DIRECTIONS FOR THIS TASK: Where a line below has the string "refrigerator" in it, include it in the count, and give that count alone.

RECORD EXTRACTS START

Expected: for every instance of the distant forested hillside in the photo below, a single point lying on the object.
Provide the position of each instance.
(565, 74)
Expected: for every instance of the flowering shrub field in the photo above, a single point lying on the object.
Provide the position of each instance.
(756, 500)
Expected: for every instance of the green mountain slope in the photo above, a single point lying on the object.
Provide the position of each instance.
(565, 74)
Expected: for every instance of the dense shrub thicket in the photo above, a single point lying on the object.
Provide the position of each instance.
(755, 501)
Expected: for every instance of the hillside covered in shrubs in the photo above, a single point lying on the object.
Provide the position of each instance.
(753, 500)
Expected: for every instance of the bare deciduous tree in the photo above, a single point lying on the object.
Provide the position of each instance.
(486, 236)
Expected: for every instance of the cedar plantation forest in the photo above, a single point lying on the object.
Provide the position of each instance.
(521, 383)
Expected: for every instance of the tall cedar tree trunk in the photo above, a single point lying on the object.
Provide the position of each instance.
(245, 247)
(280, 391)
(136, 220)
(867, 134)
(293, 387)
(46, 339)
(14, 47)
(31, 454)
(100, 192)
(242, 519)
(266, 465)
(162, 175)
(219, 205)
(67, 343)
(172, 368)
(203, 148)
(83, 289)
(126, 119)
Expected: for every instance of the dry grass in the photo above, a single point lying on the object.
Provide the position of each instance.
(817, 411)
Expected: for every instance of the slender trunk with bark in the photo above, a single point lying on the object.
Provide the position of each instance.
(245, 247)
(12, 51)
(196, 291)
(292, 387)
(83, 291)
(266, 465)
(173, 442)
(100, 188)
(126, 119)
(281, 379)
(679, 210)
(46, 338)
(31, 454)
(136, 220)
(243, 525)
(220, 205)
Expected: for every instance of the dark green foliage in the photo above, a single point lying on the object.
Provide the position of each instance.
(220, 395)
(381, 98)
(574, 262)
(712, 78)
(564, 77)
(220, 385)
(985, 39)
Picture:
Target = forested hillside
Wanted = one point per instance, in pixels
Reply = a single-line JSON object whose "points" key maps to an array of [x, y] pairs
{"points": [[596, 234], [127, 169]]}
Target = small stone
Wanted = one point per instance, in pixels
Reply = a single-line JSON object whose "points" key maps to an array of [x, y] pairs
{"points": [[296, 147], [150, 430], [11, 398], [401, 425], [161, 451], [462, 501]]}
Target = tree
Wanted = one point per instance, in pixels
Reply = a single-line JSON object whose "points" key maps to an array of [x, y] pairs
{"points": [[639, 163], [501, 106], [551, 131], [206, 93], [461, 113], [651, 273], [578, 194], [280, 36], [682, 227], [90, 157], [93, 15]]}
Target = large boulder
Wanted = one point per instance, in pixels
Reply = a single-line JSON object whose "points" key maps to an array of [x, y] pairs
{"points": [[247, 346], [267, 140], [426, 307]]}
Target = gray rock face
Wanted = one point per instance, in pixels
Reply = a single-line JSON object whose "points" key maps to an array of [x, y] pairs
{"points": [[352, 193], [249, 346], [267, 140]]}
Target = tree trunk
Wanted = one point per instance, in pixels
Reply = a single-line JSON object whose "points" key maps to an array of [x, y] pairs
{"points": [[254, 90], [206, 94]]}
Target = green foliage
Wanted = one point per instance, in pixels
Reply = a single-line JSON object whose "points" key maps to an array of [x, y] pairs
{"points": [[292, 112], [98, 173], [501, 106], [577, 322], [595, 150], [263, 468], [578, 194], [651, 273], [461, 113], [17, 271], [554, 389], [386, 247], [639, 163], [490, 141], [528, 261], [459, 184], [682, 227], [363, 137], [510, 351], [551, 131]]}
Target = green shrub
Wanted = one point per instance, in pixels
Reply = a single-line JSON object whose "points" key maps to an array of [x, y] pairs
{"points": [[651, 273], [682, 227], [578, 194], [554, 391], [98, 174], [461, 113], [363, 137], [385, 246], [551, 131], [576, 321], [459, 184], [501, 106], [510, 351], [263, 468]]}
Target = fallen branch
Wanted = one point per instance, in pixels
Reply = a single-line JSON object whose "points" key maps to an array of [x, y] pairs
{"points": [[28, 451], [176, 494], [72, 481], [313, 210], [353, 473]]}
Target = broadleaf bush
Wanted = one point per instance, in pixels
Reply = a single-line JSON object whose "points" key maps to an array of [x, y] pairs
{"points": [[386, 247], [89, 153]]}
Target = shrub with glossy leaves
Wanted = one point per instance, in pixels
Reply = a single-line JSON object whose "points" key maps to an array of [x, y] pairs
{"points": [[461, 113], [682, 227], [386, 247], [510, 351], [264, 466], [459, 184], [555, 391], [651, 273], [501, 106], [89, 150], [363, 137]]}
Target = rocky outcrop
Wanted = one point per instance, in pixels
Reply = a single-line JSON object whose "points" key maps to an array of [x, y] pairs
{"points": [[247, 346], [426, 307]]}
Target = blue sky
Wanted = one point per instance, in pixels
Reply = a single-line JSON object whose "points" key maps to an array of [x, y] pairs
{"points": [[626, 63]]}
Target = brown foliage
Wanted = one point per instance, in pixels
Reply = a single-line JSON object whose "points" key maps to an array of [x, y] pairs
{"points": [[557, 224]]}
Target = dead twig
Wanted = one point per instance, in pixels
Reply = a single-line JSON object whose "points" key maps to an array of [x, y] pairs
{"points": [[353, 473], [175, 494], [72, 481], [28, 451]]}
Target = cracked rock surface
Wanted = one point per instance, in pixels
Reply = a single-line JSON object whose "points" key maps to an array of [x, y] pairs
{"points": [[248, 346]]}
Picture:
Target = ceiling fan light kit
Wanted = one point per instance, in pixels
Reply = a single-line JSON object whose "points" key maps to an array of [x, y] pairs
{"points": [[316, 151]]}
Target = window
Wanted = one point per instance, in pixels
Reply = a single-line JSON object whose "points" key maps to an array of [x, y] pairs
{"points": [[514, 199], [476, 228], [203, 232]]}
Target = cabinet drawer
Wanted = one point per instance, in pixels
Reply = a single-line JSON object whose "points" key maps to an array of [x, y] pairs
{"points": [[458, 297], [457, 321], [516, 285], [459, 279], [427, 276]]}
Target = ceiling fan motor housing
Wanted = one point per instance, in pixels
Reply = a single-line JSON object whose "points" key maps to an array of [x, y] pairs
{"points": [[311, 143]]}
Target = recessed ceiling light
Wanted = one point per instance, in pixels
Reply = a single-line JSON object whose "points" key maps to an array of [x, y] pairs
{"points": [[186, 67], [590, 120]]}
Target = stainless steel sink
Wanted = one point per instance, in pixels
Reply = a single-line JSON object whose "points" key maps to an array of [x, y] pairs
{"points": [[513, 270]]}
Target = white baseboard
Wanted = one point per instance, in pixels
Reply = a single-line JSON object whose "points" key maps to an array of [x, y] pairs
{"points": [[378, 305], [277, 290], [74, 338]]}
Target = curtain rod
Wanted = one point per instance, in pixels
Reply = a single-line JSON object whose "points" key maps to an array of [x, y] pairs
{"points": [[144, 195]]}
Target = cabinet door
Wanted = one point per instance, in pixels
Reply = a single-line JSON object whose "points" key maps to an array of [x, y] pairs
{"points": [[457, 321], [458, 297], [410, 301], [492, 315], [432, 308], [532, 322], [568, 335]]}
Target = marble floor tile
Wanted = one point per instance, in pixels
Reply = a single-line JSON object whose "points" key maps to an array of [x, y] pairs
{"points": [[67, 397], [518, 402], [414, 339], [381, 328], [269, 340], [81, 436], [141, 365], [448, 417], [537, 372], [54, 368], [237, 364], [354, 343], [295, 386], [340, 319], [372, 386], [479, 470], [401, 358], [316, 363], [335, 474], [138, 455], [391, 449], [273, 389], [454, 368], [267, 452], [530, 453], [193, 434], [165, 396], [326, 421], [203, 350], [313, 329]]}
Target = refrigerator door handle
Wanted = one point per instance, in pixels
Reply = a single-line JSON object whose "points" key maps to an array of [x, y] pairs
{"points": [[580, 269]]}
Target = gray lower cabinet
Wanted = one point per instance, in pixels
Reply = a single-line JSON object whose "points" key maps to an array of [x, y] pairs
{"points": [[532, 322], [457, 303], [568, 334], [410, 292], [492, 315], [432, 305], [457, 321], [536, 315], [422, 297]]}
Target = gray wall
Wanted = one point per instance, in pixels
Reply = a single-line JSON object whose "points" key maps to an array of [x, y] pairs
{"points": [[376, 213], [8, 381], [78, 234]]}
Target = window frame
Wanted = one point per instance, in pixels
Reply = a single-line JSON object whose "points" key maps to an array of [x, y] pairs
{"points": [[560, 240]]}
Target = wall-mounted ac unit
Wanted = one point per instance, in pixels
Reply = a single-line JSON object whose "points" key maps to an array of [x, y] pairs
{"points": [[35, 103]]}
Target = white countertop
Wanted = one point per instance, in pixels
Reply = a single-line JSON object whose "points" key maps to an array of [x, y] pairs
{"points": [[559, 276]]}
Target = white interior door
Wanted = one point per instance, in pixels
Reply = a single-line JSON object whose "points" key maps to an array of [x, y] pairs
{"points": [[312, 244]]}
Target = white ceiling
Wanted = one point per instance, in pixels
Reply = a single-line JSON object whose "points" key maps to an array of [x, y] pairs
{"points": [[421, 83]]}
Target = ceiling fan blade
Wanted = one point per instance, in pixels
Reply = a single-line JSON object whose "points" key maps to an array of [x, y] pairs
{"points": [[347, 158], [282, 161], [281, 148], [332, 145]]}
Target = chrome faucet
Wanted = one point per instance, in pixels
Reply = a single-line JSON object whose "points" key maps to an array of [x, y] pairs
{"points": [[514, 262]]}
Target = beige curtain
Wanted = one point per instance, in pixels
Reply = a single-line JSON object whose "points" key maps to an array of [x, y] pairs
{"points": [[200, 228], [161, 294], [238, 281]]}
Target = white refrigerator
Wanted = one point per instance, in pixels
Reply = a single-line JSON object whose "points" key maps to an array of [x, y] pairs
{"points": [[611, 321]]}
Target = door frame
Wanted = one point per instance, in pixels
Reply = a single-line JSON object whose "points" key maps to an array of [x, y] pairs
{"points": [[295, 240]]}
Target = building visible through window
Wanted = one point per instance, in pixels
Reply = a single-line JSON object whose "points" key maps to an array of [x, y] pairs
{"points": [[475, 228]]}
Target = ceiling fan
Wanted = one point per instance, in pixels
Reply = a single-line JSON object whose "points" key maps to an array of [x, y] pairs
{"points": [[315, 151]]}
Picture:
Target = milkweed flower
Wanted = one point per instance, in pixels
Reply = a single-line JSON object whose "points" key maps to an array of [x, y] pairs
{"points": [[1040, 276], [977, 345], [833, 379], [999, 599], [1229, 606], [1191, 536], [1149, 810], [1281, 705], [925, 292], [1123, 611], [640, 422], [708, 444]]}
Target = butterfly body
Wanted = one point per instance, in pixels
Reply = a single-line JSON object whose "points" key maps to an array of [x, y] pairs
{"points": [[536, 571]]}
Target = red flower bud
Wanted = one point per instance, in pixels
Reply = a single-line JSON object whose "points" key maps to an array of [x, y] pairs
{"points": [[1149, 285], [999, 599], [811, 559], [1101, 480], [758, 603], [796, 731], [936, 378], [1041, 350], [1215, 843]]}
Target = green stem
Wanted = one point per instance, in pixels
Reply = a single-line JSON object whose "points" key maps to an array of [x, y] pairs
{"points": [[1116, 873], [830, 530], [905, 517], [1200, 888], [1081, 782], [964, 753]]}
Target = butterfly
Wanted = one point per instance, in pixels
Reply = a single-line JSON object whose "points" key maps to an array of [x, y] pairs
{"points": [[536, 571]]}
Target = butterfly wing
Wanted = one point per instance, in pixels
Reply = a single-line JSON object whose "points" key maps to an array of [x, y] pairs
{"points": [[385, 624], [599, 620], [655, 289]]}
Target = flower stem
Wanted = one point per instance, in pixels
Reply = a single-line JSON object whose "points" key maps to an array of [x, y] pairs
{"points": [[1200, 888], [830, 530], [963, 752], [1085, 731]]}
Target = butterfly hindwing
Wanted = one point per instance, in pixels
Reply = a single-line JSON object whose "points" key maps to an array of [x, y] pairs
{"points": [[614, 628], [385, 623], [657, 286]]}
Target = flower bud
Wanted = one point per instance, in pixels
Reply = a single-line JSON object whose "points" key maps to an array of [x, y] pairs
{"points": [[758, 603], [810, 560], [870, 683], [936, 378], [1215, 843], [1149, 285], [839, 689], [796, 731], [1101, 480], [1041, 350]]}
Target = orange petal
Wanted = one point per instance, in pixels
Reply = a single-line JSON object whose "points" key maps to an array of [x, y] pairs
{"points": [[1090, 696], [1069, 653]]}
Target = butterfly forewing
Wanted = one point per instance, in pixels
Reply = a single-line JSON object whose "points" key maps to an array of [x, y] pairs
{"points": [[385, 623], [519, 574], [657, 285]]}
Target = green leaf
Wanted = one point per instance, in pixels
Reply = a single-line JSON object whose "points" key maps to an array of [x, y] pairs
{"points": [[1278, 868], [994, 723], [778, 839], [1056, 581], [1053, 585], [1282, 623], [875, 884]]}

RECORD EXTRACTS END

ANSWER FOR THE TASK: 2